Aim of the exercise: Rewrite the entries from the line containing "query: red tiled roof" through the line containing "[118,60,140,69]" as a two-column CSV with the header text,answer, one row per entry. Put each entry's text under text and its answer under answer, each as a single quoted field with line breaks replaced by spaces.

Material shown:
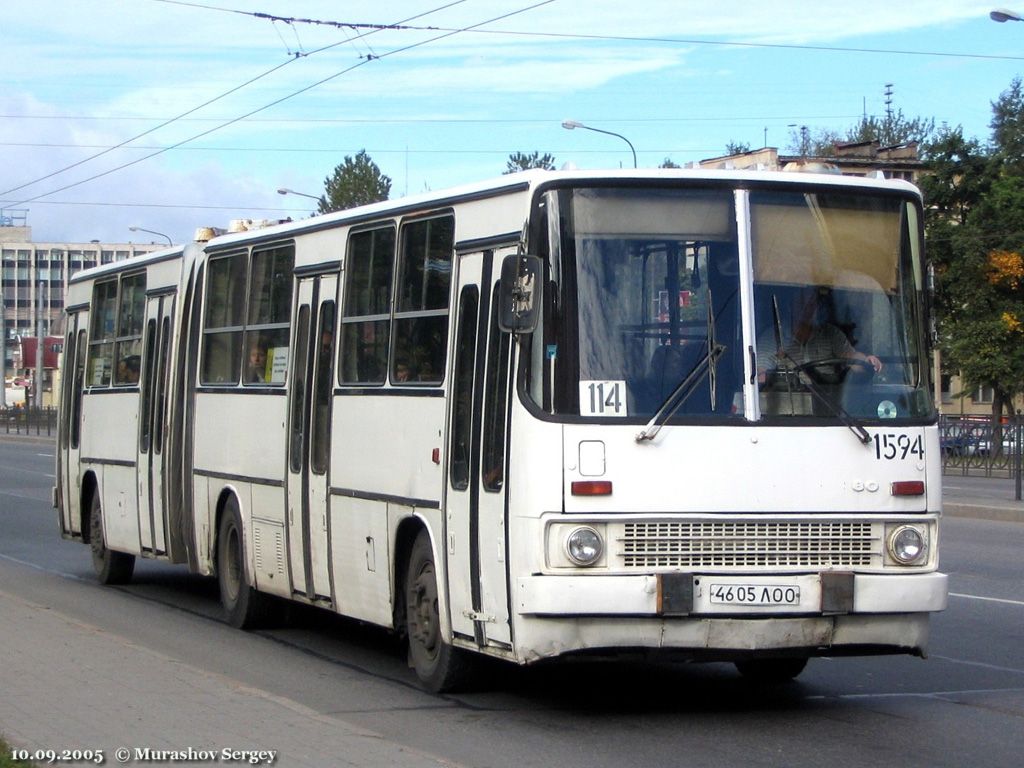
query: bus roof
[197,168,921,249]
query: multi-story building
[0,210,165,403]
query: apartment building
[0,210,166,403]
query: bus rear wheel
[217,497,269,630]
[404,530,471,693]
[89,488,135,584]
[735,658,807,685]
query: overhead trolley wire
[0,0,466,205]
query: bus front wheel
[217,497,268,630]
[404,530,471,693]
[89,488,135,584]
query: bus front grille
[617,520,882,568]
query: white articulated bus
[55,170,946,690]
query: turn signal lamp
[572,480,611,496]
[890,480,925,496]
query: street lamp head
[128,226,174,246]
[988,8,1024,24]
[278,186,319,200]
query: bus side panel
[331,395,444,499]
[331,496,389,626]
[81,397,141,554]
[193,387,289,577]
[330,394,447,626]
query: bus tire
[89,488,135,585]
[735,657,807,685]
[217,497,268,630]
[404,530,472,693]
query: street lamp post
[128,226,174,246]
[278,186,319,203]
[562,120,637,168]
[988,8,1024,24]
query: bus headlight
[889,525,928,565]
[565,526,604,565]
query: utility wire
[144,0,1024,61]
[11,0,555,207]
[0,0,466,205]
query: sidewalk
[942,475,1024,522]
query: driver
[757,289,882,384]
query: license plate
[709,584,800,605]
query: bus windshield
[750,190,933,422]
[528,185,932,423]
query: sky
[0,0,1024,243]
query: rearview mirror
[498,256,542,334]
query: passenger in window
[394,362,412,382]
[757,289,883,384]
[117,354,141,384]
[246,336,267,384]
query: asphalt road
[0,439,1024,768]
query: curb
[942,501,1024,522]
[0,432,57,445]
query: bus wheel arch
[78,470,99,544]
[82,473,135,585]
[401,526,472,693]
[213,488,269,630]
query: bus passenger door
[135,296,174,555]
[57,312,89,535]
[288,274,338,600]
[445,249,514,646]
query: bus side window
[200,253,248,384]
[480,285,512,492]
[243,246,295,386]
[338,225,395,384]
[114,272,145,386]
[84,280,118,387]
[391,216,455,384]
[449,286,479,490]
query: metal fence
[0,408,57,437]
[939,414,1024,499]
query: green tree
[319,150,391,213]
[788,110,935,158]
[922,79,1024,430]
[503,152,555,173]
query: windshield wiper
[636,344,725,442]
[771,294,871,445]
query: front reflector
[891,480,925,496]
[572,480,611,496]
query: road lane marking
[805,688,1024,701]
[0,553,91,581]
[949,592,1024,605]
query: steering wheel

...

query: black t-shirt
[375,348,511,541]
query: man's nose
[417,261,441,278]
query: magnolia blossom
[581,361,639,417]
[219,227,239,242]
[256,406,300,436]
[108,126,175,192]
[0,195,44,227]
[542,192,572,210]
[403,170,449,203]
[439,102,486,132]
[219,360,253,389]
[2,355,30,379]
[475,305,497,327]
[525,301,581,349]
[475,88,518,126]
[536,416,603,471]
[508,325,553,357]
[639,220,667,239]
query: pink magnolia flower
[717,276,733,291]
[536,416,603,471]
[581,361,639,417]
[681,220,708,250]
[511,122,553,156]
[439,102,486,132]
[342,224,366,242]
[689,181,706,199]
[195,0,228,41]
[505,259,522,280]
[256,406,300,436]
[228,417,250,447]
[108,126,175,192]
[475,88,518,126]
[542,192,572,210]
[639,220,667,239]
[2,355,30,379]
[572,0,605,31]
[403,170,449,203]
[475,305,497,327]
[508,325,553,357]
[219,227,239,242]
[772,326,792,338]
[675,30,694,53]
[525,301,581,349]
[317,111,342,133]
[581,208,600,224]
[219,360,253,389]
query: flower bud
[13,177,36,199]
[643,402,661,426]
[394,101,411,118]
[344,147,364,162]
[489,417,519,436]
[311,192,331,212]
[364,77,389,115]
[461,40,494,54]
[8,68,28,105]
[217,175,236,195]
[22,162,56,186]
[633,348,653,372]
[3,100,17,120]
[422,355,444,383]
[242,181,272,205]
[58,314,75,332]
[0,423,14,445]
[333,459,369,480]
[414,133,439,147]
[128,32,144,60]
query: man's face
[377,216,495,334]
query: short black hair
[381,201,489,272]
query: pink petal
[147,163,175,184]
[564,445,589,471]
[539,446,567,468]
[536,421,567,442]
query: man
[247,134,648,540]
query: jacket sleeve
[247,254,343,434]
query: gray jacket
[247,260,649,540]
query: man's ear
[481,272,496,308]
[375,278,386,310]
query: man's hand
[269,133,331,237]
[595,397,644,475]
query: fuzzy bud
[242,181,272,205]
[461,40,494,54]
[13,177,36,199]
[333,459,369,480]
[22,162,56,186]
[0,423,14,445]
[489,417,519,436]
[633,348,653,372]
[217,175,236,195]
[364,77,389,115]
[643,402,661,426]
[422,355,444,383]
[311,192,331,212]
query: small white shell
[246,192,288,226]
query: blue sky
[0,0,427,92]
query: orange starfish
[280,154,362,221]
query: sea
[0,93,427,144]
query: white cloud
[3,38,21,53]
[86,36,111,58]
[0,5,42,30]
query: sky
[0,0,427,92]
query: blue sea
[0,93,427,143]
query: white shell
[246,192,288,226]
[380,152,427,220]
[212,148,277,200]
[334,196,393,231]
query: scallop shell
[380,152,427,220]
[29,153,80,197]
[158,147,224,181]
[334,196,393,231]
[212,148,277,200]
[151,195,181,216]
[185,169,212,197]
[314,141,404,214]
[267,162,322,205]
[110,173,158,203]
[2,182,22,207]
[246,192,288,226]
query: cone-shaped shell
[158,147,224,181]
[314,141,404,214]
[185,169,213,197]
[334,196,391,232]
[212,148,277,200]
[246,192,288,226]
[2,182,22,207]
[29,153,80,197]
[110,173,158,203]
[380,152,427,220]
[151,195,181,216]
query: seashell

...

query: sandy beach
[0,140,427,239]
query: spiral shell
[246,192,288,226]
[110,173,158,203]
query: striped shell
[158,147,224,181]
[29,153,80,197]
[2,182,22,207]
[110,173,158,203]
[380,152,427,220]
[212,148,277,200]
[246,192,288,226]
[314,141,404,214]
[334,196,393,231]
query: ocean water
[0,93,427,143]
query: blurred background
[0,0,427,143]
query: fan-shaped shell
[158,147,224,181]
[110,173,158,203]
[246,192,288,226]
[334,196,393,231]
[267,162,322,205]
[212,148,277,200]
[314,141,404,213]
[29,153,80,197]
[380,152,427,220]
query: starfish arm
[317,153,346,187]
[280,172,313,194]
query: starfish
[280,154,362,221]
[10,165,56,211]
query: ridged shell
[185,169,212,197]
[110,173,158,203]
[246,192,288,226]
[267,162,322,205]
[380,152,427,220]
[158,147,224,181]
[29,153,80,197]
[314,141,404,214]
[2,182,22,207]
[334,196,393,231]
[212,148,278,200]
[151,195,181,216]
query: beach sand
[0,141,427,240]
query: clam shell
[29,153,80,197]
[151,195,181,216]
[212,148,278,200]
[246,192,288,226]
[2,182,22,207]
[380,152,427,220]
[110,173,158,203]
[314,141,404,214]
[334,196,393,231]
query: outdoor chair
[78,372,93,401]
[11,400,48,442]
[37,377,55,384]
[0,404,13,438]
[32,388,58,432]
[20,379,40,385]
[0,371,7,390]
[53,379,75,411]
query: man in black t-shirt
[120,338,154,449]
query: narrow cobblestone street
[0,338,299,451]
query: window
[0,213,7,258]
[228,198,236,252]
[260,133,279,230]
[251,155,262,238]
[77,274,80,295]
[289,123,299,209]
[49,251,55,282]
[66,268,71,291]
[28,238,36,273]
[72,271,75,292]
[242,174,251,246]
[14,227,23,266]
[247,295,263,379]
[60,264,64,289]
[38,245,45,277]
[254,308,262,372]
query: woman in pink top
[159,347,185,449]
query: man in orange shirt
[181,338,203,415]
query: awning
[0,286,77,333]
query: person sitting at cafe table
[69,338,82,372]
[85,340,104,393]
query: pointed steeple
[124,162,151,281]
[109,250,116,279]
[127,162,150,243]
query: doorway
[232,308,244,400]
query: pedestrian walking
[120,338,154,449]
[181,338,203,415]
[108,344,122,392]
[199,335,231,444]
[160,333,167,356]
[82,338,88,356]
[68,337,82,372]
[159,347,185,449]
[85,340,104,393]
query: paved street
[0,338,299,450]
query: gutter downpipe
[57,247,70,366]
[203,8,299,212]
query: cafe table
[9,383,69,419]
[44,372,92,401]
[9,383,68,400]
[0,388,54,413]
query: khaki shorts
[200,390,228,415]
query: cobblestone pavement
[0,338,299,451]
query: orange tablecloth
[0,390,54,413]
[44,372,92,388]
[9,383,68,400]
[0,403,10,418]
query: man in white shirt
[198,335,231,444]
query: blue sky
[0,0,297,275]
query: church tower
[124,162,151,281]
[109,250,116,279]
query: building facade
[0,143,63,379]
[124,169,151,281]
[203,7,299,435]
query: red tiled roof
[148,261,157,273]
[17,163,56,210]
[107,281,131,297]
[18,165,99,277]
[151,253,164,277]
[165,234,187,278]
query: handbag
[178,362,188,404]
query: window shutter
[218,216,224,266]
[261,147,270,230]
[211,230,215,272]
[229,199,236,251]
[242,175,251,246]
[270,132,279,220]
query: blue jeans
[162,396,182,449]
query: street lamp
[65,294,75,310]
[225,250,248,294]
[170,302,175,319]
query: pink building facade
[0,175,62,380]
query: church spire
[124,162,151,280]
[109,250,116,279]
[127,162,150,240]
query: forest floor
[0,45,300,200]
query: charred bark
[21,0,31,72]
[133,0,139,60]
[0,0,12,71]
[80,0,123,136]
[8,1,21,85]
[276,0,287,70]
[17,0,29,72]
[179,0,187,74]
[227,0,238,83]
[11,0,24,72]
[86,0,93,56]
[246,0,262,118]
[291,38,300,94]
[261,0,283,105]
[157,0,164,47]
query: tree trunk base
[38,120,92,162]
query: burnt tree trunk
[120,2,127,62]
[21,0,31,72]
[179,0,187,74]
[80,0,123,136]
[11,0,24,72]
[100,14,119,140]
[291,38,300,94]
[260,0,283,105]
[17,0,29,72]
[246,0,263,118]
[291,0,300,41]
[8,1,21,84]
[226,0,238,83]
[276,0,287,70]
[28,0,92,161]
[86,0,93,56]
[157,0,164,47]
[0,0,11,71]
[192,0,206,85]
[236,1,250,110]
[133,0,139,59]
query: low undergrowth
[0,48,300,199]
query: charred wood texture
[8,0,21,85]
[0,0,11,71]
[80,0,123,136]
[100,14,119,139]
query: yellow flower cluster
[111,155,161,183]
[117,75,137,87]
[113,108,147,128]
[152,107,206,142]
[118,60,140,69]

Task result:
text,answer
"query: red tiled roof","[148,261,157,273] [17,163,56,210] [107,281,131,297] [18,165,99,277] [151,253,164,277] [165,234,187,278]"
"query: handbag","[178,362,188,404]"
"query: window shutter","[218,216,224,266] [261,147,270,230] [211,230,215,272] [229,199,236,251] [242,175,251,246] [270,132,279,220]"
"query: blue jeans","[162,396,182,449]"
"query: street lamp","[65,294,75,310] [225,250,248,294] [170,302,175,319]"
"query: pink building facade","[0,175,62,380]"
"query: church spire","[124,162,151,280] [109,250,116,279] [127,162,150,240]"
"query: forest floor","[0,45,300,200]"
"query: charred bark","[21,0,31,72] [133,0,139,60] [0,0,12,71] [80,0,123,136] [8,1,21,85] [276,0,287,70] [17,0,29,72] [179,0,187,74] [227,0,238,83] [11,0,24,72] [86,0,93,56] [246,0,262,118] [291,38,300,94] [261,0,283,105] [157,0,164,47]"
"query: tree trunk base","[38,120,92,162]"
"query: burnt tree trunk","[120,2,127,62] [21,0,31,72] [179,0,187,74] [80,0,123,136] [11,0,24,72] [100,14,119,140] [291,38,300,94] [260,0,283,105] [17,0,29,72] [246,0,263,118] [291,0,300,41] [8,1,21,84] [226,0,238,83] [276,0,287,70] [28,0,92,161] [86,0,93,56] [157,0,164,47] [0,0,11,71] [192,0,206,85] [236,1,250,110] [133,0,139,59]"
"query: low undergrowth","[0,48,300,199]"
"query: charred wood texture","[8,0,21,85] [0,0,11,71] [80,0,123,136] [100,14,119,139]"
"query: yellow flower cluster","[111,155,161,183] [117,75,137,87] [113,108,147,128] [152,107,206,142] [118,60,140,69]"